**WHAT YOU HAVE TO DO:** Your task is to repeat the records exactly from the line containing "Target: stone church facade" onward, through the final line.

**DATA SUPPLIED:**
┄┄┄┄┄┄

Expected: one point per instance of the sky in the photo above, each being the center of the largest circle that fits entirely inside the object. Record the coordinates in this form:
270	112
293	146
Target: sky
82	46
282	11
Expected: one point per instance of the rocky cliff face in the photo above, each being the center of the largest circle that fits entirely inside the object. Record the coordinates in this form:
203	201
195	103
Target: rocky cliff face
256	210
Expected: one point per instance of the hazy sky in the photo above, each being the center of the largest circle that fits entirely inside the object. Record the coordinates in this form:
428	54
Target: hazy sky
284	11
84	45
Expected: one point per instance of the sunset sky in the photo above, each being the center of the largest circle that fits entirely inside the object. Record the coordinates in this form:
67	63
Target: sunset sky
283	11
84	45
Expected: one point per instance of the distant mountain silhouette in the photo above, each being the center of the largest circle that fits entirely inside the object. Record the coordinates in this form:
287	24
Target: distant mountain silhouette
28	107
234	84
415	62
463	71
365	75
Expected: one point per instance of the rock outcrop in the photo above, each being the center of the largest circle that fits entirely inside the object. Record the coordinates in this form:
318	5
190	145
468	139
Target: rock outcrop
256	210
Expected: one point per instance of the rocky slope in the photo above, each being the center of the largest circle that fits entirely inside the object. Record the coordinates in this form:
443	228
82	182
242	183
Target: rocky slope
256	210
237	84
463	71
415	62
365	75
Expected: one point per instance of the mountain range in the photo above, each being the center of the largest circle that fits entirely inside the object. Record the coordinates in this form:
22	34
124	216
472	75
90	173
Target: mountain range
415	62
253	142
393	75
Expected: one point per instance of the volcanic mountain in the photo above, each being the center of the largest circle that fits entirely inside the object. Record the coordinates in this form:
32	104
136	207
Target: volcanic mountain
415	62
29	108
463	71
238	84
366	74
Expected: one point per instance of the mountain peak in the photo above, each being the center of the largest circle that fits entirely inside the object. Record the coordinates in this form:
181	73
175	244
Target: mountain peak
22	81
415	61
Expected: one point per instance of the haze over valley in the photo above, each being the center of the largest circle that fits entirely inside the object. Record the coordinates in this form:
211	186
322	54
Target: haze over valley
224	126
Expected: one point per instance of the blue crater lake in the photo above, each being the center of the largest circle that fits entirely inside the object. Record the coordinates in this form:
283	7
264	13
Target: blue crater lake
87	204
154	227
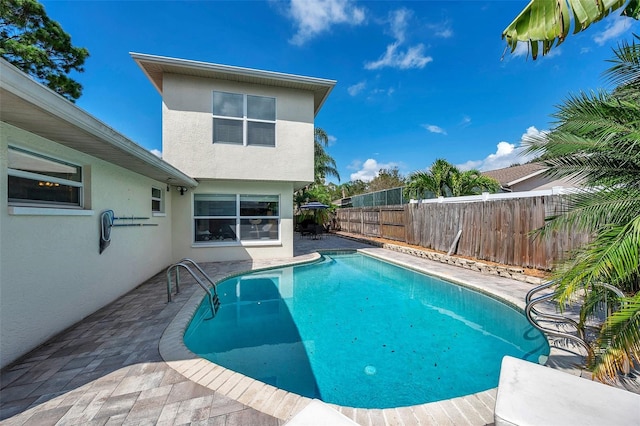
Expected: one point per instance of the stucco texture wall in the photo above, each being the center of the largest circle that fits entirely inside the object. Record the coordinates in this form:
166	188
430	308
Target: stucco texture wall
51	272
183	224
188	133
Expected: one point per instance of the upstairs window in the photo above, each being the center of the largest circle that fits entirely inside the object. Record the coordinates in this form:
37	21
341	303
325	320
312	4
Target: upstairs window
36	179
244	119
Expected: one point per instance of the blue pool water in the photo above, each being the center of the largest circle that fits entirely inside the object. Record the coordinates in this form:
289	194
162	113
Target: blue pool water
355	331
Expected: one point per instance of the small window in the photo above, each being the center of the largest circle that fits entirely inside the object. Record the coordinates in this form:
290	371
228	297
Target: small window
156	201
244	119
35	179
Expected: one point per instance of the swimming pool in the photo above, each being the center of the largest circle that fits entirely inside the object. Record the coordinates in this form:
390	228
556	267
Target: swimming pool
356	331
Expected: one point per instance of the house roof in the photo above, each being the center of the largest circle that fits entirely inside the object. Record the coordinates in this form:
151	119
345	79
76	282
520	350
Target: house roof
35	108
154	68
512	175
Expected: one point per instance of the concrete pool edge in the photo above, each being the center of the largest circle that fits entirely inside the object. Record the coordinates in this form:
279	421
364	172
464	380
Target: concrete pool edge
284	405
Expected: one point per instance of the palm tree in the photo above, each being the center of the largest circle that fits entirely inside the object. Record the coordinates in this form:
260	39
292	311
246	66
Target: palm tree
323	164
597	140
443	179
471	182
548	22
434	180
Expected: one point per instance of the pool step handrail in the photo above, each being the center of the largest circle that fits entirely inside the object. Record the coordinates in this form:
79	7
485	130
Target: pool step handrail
534	316
187	264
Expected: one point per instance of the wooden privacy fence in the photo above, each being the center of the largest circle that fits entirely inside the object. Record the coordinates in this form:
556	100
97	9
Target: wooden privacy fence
496	230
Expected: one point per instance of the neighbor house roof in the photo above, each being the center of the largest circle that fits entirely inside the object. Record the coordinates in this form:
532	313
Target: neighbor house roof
156	66
30	106
510	176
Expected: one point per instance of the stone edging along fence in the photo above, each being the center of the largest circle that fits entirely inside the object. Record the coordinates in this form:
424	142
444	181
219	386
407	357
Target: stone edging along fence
512	272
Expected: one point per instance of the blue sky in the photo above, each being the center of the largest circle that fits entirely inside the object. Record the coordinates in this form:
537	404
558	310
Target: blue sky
416	80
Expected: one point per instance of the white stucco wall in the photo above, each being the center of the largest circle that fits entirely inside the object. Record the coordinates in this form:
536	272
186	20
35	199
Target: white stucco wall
51	273
183	224
188	133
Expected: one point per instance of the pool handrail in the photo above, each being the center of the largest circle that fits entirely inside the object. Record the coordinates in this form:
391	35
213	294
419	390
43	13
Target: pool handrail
214	301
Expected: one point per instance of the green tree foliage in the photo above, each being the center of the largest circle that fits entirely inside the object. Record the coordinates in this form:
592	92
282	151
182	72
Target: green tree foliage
386	179
443	179
597	141
39	46
545	22
324	165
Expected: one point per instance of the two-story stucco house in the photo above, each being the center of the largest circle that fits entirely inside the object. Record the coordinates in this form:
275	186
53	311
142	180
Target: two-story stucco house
246	136
236	144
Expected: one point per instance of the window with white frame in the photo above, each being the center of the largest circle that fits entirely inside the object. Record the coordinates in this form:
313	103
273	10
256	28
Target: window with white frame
244	119
157	205
38	180
236	218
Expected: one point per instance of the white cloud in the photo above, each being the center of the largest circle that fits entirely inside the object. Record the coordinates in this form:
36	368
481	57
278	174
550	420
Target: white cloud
434	129
522	49
506	153
413	57
369	169
445	33
442	29
313	17
615	27
356	88
394	56
398	20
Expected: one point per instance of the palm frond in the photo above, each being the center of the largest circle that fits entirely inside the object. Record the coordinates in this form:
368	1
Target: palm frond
545	23
620	339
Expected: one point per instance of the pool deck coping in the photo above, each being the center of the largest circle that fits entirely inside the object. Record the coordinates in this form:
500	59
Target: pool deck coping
285	405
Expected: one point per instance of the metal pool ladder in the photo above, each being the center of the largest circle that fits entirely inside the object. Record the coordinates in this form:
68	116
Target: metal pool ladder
535	317
187	264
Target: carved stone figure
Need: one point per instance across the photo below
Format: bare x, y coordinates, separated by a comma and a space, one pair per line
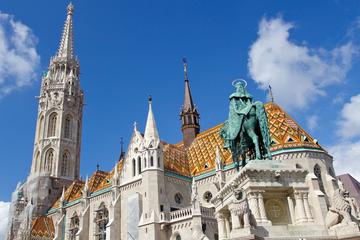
240, 210
340, 210
246, 130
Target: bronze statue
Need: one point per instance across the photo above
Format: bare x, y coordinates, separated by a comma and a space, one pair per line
246, 132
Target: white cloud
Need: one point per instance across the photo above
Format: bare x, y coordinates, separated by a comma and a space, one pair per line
19, 59
349, 123
4, 215
312, 122
298, 74
346, 158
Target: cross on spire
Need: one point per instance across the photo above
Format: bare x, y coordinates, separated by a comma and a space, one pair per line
271, 95
66, 48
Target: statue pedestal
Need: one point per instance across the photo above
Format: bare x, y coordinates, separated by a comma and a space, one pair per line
346, 231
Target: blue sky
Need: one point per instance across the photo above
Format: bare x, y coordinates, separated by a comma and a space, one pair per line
307, 50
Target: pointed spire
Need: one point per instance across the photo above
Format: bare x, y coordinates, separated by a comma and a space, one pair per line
62, 198
188, 102
271, 95
151, 133
66, 48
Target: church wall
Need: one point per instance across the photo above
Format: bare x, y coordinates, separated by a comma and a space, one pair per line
175, 185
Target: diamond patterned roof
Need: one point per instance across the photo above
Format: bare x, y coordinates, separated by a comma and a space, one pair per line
200, 156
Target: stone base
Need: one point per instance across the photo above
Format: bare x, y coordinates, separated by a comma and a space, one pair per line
346, 231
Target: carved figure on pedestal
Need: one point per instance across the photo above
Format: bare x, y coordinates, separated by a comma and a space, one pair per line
240, 211
340, 210
246, 130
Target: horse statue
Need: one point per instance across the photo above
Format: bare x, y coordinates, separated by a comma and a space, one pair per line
246, 132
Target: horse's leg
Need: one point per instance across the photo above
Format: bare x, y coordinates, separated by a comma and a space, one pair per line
255, 140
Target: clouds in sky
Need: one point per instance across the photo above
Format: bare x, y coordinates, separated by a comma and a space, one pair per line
19, 59
349, 124
346, 157
297, 73
4, 214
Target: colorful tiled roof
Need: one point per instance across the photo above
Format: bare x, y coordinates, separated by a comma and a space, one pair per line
200, 156
42, 227
73, 192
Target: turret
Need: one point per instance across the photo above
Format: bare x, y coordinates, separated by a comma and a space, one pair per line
190, 124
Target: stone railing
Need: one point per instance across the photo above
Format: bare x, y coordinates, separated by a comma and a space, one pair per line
185, 214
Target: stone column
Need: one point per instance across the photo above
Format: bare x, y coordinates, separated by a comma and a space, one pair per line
253, 205
220, 218
299, 208
262, 206
307, 207
234, 218
291, 208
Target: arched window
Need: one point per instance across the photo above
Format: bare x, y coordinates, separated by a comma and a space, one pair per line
37, 161
49, 158
41, 127
139, 165
134, 167
101, 220
74, 226
317, 172
52, 125
67, 128
65, 163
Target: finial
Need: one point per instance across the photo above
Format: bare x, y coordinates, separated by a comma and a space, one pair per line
185, 68
271, 95
121, 148
70, 8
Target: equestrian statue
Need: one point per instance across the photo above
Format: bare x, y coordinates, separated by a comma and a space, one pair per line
246, 132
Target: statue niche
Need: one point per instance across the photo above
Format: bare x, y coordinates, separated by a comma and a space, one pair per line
246, 132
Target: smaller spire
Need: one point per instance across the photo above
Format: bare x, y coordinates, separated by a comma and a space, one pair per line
62, 198
151, 133
185, 69
218, 159
122, 153
271, 95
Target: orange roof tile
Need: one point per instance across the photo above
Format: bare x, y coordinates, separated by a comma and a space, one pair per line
200, 156
42, 227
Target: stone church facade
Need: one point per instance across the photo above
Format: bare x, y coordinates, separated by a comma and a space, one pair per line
159, 191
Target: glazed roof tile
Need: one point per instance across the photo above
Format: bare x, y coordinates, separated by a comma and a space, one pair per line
42, 227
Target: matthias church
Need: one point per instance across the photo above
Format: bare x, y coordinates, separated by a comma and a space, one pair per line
190, 190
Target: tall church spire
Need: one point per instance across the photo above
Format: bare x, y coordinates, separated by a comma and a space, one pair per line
189, 114
151, 134
66, 48
58, 134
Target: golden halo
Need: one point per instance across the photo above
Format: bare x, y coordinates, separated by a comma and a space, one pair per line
239, 80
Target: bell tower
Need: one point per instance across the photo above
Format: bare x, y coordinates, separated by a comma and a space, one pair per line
58, 129
190, 118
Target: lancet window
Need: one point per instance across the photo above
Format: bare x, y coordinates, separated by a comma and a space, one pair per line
74, 226
67, 129
101, 220
52, 125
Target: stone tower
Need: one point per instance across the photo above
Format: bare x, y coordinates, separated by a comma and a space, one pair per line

┄┄┄┄┄┄

**EXERCISE ANSWER:**
Target: stone church facade
Need: one point per instance across the photo above
Format: bare x, y coordinates, separated by a comma and a space, one pair per line
159, 191
Target: glazed roof tile
Need: one point per instance across the photo above
Format: bare x, y coordinates, separated by a comma and a space, one pair per line
42, 227
Target: matthias church
Need: one point per instance across the photo above
Format: bare x, y coordinates, separated by a comma and a space, one pair per line
190, 190
Target: tall church spire
Need: one point per instance across the photo above
Format: bare x, y coordinates, separated by a comma and a space, one pair per line
189, 114
151, 134
66, 48
58, 134
Target: golden halo
Need: one point per instance across the photo above
Format: bare x, y coordinates, separated by a comma and a space, one pair per line
239, 80
Target: bell tower
Need: one point per instance across the photo above
Format: bare x, y coordinates, separated by a comma and a space, one pair per line
58, 129
190, 118
Target: lancet window
Need: one point per instance across the photo above
Format: bare x, y coordinates, separated by a comma and a space, one pair per line
74, 226
67, 129
101, 220
52, 125
Target: stone tower
Need: one point per instance across the photo above
Format: bare x, y coordinates, separated by a comma and a space, one pair per line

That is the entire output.